Task
Copy out each line exactly as it appears.

Mask labeling examples
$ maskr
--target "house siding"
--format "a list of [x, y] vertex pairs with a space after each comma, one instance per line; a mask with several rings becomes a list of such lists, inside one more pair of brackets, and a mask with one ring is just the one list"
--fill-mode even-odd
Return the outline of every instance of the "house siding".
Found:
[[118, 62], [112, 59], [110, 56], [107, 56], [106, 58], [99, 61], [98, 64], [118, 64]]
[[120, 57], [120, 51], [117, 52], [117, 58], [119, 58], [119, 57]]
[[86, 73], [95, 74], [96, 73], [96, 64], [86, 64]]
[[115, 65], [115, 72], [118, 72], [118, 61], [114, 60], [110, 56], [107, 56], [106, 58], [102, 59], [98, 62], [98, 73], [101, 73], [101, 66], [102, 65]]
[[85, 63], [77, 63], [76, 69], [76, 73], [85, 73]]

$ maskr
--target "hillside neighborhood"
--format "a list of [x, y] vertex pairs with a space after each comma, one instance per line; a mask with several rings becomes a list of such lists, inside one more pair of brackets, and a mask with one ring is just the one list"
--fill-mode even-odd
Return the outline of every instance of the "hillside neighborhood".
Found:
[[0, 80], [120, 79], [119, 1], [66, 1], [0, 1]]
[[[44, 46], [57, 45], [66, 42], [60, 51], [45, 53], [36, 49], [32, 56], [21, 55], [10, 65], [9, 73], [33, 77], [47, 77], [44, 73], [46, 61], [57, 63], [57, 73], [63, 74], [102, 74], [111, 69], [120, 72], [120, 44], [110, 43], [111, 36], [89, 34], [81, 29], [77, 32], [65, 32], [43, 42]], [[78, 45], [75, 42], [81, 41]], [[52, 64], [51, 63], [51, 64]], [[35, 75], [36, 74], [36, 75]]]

Full solution
$ maskr
--target "house siding"
--format "a list of [x, y] vertex pairs with a space after each comma, one instance per line; a mask with several rings becomes a list of such lists, inside one more pair of brackets, and a mask with one ring is just the one list"
--fill-mode even-odd
Return the outline of every instance of the "house siding".
Found:
[[118, 62], [112, 59], [110, 56], [107, 56], [106, 58], [99, 61], [98, 64], [118, 64]]
[[120, 57], [120, 51], [117, 52], [117, 58], [119, 58], [119, 57]]
[[86, 73], [95, 74], [96, 73], [96, 64], [86, 64]]
[[115, 65], [115, 72], [118, 72], [118, 61], [114, 60], [110, 56], [107, 56], [106, 58], [102, 59], [98, 62], [98, 73], [101, 73], [101, 66], [102, 65]]
[[85, 63], [77, 63], [76, 69], [76, 73], [85, 73]]

$ maskr
--target "hillside neighborhood"
--format "a list of [x, y] vertex pairs with a space after each comma, one instance per line; a mask with several rings becomes a list of such lists, inside one more pair of brackets, and a mask with one ring is just the one list"
--fill-mode even-odd
Return the outline of every instance of the "hillside neighborhood".
Found:
[[0, 80], [120, 79], [119, 1], [66, 1], [0, 1]]
[[[44, 46], [57, 45], [66, 42], [60, 51], [45, 53], [36, 49], [32, 56], [21, 55], [10, 65], [9, 73], [33, 77], [47, 77], [44, 73], [46, 61], [57, 63], [57, 73], [63, 74], [102, 74], [111, 69], [120, 72], [120, 44], [110, 43], [111, 36], [89, 34], [81, 29], [77, 32], [65, 32], [43, 42]], [[78, 45], [75, 42], [81, 41]], [[52, 64], [51, 63], [51, 64]], [[35, 75], [36, 74], [36, 75]]]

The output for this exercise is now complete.